### DIRECTIONS FOR THIS TASK
Please restate each entry exactly, without skipping any.

>>>

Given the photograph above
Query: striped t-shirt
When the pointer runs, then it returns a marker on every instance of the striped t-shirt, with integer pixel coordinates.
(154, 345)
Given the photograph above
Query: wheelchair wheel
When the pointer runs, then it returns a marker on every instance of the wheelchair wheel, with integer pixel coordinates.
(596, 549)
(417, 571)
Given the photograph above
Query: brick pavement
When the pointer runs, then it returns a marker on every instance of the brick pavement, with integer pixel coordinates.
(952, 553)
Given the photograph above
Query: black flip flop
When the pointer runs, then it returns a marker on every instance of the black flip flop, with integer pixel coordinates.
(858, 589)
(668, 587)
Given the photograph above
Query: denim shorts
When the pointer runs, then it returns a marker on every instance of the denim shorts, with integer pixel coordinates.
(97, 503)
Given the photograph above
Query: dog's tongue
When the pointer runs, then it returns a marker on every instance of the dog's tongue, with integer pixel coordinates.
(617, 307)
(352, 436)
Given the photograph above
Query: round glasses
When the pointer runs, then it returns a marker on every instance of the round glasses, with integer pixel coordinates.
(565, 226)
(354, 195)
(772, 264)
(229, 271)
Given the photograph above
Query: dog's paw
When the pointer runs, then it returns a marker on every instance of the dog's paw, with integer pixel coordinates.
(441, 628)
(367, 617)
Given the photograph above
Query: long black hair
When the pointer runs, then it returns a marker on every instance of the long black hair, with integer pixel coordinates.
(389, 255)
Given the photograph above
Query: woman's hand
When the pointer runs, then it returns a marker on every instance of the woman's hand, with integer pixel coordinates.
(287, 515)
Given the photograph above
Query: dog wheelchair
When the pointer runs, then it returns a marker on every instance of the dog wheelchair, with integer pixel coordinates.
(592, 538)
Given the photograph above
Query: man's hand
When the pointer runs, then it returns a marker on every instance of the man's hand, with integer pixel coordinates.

<<<

### ANSWER SECTION
Given the photograph above
Query: striped t-shirt
When the pointer runs, then it returns a marker on every instance of the striped t-shirt, with integer pixel coordinates.
(154, 345)
Given the photograph above
Query: wheelchair wheel
When the pointer runs, then it returns a marker on every instance of the wheelchair wheel, with integer pixel coordinates.
(596, 549)
(417, 571)
Given the photograph above
Query: brick pavement
When the pointer runs, then it returns a marker on every instance of the brick pavement, with integer pixel coordinates.
(952, 553)
Given the photograph above
Query: black flip flop
When the pointer runs, then it returns a marker on every instance of the black flip flop, with integer pixel coordinates.
(858, 589)
(668, 587)
Given the photograph above
Query: denim shorts
When the pointer runs, then it returns a marker on every instance of the denim shorts, with integer pixel coordinates.
(97, 503)
Given the photograph above
Query: dog's tongue
When the pointer runs, then it returns a marker on every instance of the dog's tongue, with integer pixel coordinates.
(617, 307)
(352, 436)
Given the photograph above
Query: round glasses
When the pointer runs, then it returns a marker on every instance of the round glasses, with integer pixel coordinates.
(565, 226)
(354, 195)
(772, 264)
(229, 271)
Given the photograph above
Query: dog's paw
When the pointer runs, then it returns a marker on every instance of the dog's paw, with integer pixel coordinates.
(441, 628)
(367, 617)
Given the photograph above
Query: long black hair
When the pointer runs, then it returns a marker on every instance of the long black hair, with integer pixel coordinates.
(389, 255)
Given the photograph above
Query: woman's hand
When the pointer runs, then it returns a marker on every instance of the woman's hand, with integer pixel coordinates.
(287, 515)
Given the photograph above
Query: dog wheelchair
When the pointer runs, then it returns a marker on every instance of the dog wheelchair, with integer pixel coordinates.
(592, 538)
Given the photograph above
Query: man's hand
When the pointer runs, then it returns a marker on every instance of the man's hand, with integer pixel coordinates.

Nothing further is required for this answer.